- [COMPITI DA SVOLGERE]
• A. Nel testo sulla sospensione condizionale della pena, quale altro indice è stato analizzato nella motivazione del diniego nel caso di specie, insieme ai precedenti penali?
• B. Elenca i nomi delle parti che compaiono nelle sentenze citate nel paragrafo del testo sulla sospensione condizionale della pena che inizia con «La motivazione, pertanto».
• C. Stampa il passo del testo sulla sospensione condizionale della pena compreso tra «Peraltro, la motivazione» e «circostanze della condotta.», estremi inclusi.

A prescindere dalla considerazione che, secondo parte consistente della giurisprudenza di legittimità, il giudice non ha l'obbligo di motivare il diniego della sospensione condizionale della pena quando essa non sia concedibile per difetto dei presupposti di legge, ai sensi dell'art. 164 c.p., comma 2 (cfr., ex multis, da ultimo, Sez. 3, n. 6573 del 22/6/2016, dep. 2017, Camorani, Rv. 268947), è stato anche detto che persino i precedenti giudiziari non definitivi possono fondare, in modo esclusivo o prevalente, il giudizio prognostico negativo circa la futura astensione del soggetto dalla commissione di nuovi reati ed essere valutati in relazione alla capacità a delinquere dell'imputato, specificandosi che ciò non contrasta con il principio della presunzione di innocenza dello stesso sino alla condanna definitiva, poichè la rilevanza di tale valutazione è esclusivamente ai sensi e per gli effetti dell'art. 133 c.p., comma 2 (Sez. 3, n. 44458 del 30/9/2015, Pomposo, Rv. 265613).
A maggior ragione, dunque, deve affermarsi la legittimità che i precedenti penali definitivi a carico dell'imputato vengano posti dal giudice alla base della motivazione per negare la concessione del beneficio della sospensione condizionale della pena, essendo essi senza dubbio parte della valutazione sulla personalità dell'imputato e sulla prognosi sulla sua capacità a delinquere, ai sensi dell'art. 133 c.p..
Peraltro, la motivazione del diniego, nel caso di specie, è stata fornita non soltanto sotto questo profilo, ma anche analizzando congiuntamente un altro indice, rilevante ai sensi degli artt. 164 e 133 c.p., per il giudizio prognostico sulla personalità del reo e sulla sua capacità di astenersi dal commettere ulteriori reati: e cioè le circostanze della condotta.
La motivazione, pertanto, appare senza dubbio congrua ed esauriente, tenuto conto dell'orientamento, cui il Collegio aderisce, in base al quale, in tema di sospensione condizionale della pena, il giudice di merito, nel valutare la concedibilità del beneficio, non ha l'obbligo di prendere in esame tutti gli elementi richiamati nell'art. 133 c.p., potendo limitarsi ad indicare quelli da lui ritenuti prevalenti in senso ostativo della sospensione (tra le più recenti, Sez. 2, n. 37670 del 18/6/2015, Cortopassi, Rv. 264802; Sez. 2, n. 19298 del 15/4/2015, Di Domenico, Rv. 263534; Sez. 3, n. 35852 del 11/5/2016, Camisotti, Rv. 267639; Sez. 3, n. 30562 del 19/3/2014, Avveduto, Rv. 260136).
Il Collegio non ignora l'esistenza di altro orientamento che, invece, afferma la necessità di prendere in considerazione, ai fini del giudizio sulla sospensione condizionale della pena, tutti gli elementi indicati dall'art. 133 c.p., poichè, qualora taluni di essi vengano ritenuti prevalenti in senso ostativo alla concessione del beneficio mentre altri inducano a propendere per un diverso esito, è necessario dar conto, con adeguata motivazione, di tale prevalenza, al fine di consentire un controllo sull'uso del potere discrezionale esercitato (Sez. 3, n. 42737 del 6/7/2016, R., Rv. 267906; Sez. 3, n. 38678 del 3/6/2014, Caribotti, Rv. 260660).

- [DATI IN ESAME]
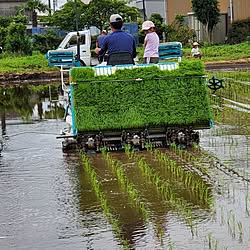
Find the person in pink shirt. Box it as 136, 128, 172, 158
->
142, 21, 160, 63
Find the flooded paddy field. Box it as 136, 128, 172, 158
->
0, 71, 250, 250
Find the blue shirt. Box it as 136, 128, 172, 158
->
99, 30, 136, 58
96, 34, 106, 48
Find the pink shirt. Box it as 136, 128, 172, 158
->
143, 32, 159, 57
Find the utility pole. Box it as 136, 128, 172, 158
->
142, 0, 147, 21
74, 0, 80, 63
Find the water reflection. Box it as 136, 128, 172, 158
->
0, 85, 64, 135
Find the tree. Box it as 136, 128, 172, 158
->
5, 22, 32, 55
191, 0, 220, 43
50, 0, 140, 31
18, 0, 50, 27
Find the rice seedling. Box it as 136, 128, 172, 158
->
152, 149, 211, 203
131, 153, 197, 236
102, 148, 150, 221
81, 151, 130, 249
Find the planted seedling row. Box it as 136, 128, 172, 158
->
81, 152, 130, 249
124, 150, 195, 235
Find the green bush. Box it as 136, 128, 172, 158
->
71, 60, 211, 132
33, 30, 63, 54
228, 18, 250, 44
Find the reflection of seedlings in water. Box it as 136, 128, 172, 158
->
207, 232, 219, 250
102, 150, 149, 221
245, 194, 249, 214
227, 210, 236, 239
152, 149, 212, 204
81, 152, 129, 249
237, 222, 243, 242
134, 156, 195, 236
220, 206, 225, 225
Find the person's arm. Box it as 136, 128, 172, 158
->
133, 39, 137, 58
95, 39, 108, 62
143, 35, 148, 47
190, 49, 194, 57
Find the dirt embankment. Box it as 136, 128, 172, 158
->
0, 58, 250, 86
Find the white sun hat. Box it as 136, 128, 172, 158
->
110, 14, 122, 23
142, 21, 155, 30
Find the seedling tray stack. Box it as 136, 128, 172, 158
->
70, 60, 211, 137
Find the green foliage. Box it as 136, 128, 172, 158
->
228, 18, 250, 44
183, 42, 250, 62
33, 30, 62, 53
17, 0, 50, 27
6, 23, 32, 55
12, 14, 29, 25
71, 60, 211, 131
50, 0, 140, 31
0, 16, 11, 28
0, 27, 7, 49
191, 0, 220, 42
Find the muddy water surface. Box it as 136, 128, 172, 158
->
0, 75, 250, 249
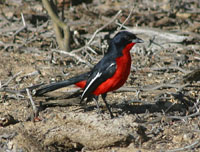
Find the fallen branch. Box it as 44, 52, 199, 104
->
52, 49, 92, 67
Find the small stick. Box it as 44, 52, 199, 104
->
0, 71, 22, 88
26, 89, 38, 117
117, 8, 133, 31
86, 10, 122, 46
14, 13, 27, 37
52, 49, 92, 67
166, 140, 200, 152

- [RISULTATI]
• A. Le circostanze della condotta.

• B. Cortopassi, Di Domenico, Camisotti, Avveduto.

• C.
Peraltro, la motivazione del diniego, nel caso di specie, è stata fornita non soltanto sotto questo profilo, ma anche analizzando congiuntamente un altro indice, rilevante ai sensi degli artt. 164 e 133 c.p., per il giudizio prognostico sulla personalità del reo e sulla sua capacità di astenersi dal commettere ulteriori reati: e cioè le circostanze della condotta.